## [Text]
:::::
Sochi has 40,000 police officers for Olympics; US joins search for suicide bombers

Police officers on horseback Monday patrol the border of the Black Sea prior to 2014 Sochi Winter Olympic Games.
Kevin Liles | USA Today Sports
Police officers on horseback Monday patrol the border of the Black Sea prior to 2014 Sochi Winter Olympic Games.
Posted Jan. 20, 2014, at 5:37 p.m.

MOSCOW — A day after U.S. Sen. Angus King, I-Maine, said he didn’t believe it would be safe enough for him or his relatives to attend the Sochi Games, Russian President Vladimir Putin said 40,000 police and special services officers have been deployed in the Black Sea resort to ensure security ahead of the Winter Olympics’ opening ceremony on Feb. 7.

“I would not go. And I don’t think I would send my family,” Sen. King told CNN.

Putin said the government introduced a “special regime” to limit the movement of people and goods in the region on Jan 7. Russia is spending at least $48 billion to stage the Games, more than any previous host nation.
:::::
## [Parts of the exercise]
• a. Which people does the Sochi security article name? List every one.
• b. Can you write the next few sentences of the Sochi security article, picking up after its last sentence?
You won't need the data.

## [Supplied data]
:::::
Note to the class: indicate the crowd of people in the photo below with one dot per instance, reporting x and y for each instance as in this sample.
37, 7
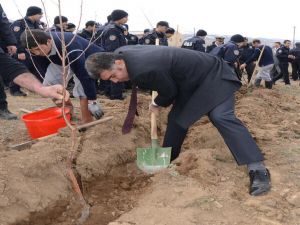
:::::
## [Expected outputs]
• a. Kevin Liles, Angus King, Vladimir Putin

• b.
“I hope that it will be arranged so that it will not be evident and, as I have already said, will not depress the participants in the Olympic Games.”

Security has been stepped up across Russia since two suicide bombings killed more than 30 people on Dec. 29 and Dec. 30 in the southern city of Volgograd, about 400 miles from Sochi.

FoxNews.com reported Monday that U.S. counterterrorism operatives are helping Russian security forces search for four suspected women terrorists, including a “white widow” — the wife of a dead terrorist — who could already be inside the Sochi security zone.

Ruzanna Ibragimova, the 22-year-old widow of a jihadist killed by Russian security forces, is believed to have traveled from Dagestan to Sochi, according to a Russian security bulletin obtained by FoxNews.com.

Sochi lies to the west of the Caucasus mountains, which stretch about 1,200 kilometers across Chechnya to Dagestan on the Caspian Sea, one of Russia’s most economically distressed regions. Russian forces have been responding to almost daily attacks in the Caucasus by Muslim extremists since the two separatist wars that followed the collapse of the Soviet Union.

Two men said by Islamist militants to have carried out suicide attacks in south Russia appeared in a video donning explosive belts and warning Putin to expect a “present” at the Sochi Games from fighters following after them.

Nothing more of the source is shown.